● **Stated exercise**
Tally the lines of the records below that contain the string "wall", treating uppercase and lowercase letters as distinct, and give only the resulting number.

● **Working data**
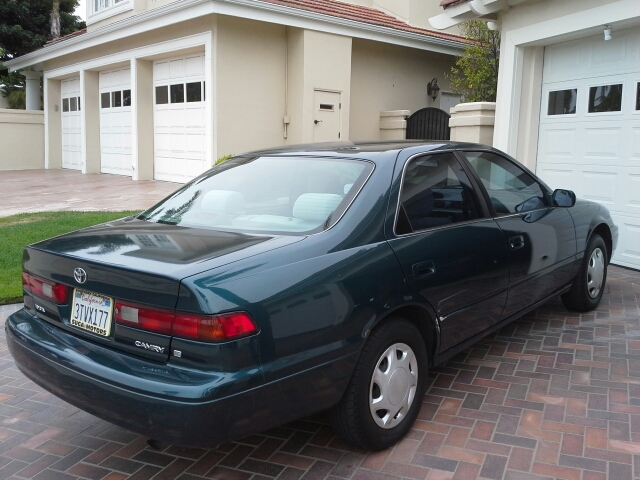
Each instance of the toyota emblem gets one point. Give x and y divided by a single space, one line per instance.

==

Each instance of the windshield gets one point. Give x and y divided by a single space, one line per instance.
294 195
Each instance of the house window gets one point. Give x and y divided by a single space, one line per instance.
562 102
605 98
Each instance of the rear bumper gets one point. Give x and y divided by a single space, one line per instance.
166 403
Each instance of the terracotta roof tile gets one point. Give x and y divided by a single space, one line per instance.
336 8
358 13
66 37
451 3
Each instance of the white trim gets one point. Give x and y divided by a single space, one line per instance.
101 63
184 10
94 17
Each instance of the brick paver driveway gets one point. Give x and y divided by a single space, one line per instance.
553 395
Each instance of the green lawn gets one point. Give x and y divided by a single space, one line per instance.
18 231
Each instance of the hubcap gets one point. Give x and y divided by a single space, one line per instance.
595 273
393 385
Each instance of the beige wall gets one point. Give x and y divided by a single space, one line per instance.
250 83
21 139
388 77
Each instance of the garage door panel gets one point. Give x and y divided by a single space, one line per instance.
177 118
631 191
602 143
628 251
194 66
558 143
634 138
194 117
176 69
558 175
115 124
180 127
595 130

--

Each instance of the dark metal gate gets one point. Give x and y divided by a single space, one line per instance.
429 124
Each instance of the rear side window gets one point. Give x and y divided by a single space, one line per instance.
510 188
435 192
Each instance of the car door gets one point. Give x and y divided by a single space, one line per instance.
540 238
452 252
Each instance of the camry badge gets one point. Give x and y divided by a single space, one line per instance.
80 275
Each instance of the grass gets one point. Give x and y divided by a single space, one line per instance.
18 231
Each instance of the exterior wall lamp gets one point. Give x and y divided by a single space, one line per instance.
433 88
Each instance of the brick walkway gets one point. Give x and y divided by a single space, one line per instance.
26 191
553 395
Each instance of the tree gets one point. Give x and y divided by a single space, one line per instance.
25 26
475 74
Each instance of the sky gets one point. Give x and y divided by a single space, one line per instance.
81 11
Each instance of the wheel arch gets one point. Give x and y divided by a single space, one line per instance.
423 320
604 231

● **Correct result**
2